++++ Rows

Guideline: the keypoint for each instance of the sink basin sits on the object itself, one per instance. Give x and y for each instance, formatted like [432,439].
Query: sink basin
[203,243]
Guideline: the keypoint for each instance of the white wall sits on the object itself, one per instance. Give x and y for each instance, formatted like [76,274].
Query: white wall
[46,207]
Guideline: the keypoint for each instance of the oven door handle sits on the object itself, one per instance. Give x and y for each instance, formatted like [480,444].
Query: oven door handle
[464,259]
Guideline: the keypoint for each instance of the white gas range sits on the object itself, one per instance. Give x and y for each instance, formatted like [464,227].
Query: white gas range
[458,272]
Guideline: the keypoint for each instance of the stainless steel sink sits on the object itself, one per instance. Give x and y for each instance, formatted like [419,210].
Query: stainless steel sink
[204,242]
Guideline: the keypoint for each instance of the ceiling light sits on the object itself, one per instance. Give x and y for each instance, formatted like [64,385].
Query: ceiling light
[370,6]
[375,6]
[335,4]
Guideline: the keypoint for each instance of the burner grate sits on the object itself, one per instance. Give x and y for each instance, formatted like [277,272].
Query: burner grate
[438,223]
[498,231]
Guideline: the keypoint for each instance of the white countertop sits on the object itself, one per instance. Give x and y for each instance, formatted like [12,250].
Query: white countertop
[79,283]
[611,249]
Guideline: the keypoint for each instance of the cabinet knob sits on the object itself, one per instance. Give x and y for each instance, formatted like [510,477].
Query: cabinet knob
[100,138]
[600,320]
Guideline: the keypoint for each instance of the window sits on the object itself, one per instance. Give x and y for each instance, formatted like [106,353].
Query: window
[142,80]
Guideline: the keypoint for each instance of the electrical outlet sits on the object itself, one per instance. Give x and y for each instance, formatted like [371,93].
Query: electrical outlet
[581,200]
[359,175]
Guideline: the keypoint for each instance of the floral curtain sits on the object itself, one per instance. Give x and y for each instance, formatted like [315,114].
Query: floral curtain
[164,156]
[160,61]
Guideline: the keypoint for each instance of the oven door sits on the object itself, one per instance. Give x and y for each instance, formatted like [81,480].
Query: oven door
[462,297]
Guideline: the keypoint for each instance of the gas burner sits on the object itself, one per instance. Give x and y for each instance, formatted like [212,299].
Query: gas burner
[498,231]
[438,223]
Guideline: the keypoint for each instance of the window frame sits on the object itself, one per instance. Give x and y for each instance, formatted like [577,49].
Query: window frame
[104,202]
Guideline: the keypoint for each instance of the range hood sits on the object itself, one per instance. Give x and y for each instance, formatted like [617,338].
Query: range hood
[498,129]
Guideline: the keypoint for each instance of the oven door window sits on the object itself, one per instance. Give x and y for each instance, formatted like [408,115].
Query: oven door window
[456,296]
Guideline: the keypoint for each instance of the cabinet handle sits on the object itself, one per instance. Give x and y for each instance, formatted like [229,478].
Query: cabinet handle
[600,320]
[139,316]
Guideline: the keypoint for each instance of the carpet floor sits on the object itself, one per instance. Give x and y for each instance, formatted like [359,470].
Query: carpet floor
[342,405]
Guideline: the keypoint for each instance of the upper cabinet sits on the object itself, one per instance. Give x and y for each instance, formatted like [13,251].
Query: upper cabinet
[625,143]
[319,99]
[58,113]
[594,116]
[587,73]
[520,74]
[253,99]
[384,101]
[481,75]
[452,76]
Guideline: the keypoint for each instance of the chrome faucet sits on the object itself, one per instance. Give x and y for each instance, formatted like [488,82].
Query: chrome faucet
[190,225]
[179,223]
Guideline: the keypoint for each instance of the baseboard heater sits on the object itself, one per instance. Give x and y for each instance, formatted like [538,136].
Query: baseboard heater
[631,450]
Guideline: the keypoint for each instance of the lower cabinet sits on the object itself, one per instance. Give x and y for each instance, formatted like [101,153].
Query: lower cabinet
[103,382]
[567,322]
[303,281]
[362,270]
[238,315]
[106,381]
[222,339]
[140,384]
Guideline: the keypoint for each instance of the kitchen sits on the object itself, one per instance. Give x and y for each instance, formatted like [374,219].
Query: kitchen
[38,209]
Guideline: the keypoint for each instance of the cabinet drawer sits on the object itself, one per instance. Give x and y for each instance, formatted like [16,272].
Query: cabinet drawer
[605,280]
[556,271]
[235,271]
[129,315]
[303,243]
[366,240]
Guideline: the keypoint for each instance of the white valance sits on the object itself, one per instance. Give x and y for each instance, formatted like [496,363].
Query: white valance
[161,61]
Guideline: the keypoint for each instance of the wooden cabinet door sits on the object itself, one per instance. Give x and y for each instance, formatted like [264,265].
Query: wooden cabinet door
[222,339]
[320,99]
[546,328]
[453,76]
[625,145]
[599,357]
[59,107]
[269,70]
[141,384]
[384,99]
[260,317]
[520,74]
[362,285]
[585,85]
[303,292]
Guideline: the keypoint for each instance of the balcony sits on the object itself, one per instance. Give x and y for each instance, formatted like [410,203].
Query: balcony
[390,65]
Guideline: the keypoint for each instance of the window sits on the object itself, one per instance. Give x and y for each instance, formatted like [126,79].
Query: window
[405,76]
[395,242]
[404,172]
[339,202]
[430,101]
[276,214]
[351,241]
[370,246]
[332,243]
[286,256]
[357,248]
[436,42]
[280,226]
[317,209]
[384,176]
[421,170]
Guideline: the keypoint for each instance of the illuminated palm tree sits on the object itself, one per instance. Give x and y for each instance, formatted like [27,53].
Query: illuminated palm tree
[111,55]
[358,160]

++++++++

**Short problem:**
Repeat only what runs from the line holding "Guideline: the keypoint for each instance of the lower" to the end of the data, keeping every line exactly as written, first and last included.

**Solution for this task:**
Guideline: the keypoint for each instance of the lower cabinet sits on the object itself, one per instance. Give x and y for each instance, formatted like [101,153].
Query: lower cabinet
[103,382]
[567,322]
[303,281]
[362,270]
[238,315]
[106,381]
[222,339]
[140,384]
Guideline: the keypoint for each instance of the kitchen sits on the object itself, one per instance. Give x and y for each instance, formatted like [374,219].
Query: kitchen
[38,209]
Guideline: the keypoint for each instance of the cabinet drawer sits on the object itself, one per instance. Give x and y for each instance, formatted like [16,272].
Query: cabinet drawer
[605,280]
[556,271]
[235,271]
[129,315]
[303,243]
[366,240]
Guideline: the keypoint for each instance of the white valance sits on the object itself, one per instance. Give x and y for each instance, formatted like [496,363].
Query: white valance
[161,61]
Guideline: the keypoint for each instance of the wooden cabinet door sits on the object itself, one per instance. Give x and y for each instance, formatted like [264,265].
Query: wooden cabinet door
[222,339]
[320,99]
[546,328]
[453,76]
[625,145]
[599,357]
[59,107]
[269,70]
[141,384]
[384,99]
[260,317]
[520,74]
[362,285]
[585,85]
[303,292]
Guideline: the keypoint for each instance of the balcony sits on the object itself, one per instance. Give x and y for each instance, formatted like [410,203].
Query: balcony
[390,65]
Guideline: the keypoint for each instance of the window sits on the object itself, one per instance. Give x and y for each instance, formatted like [126,79].
Query: window
[405,76]
[395,242]
[404,172]
[339,202]
[430,101]
[276,214]
[351,241]
[370,246]
[332,243]
[286,256]
[357,248]
[436,42]
[280,226]
[317,209]
[384,176]
[421,170]
Guideline: the keypoint for each instance of the illuminated palm tree sits on the object itself, one per instance. Give x and y for each instance, formatted like [27,53].
Query: illuminated palm tree
[111,55]
[358,160]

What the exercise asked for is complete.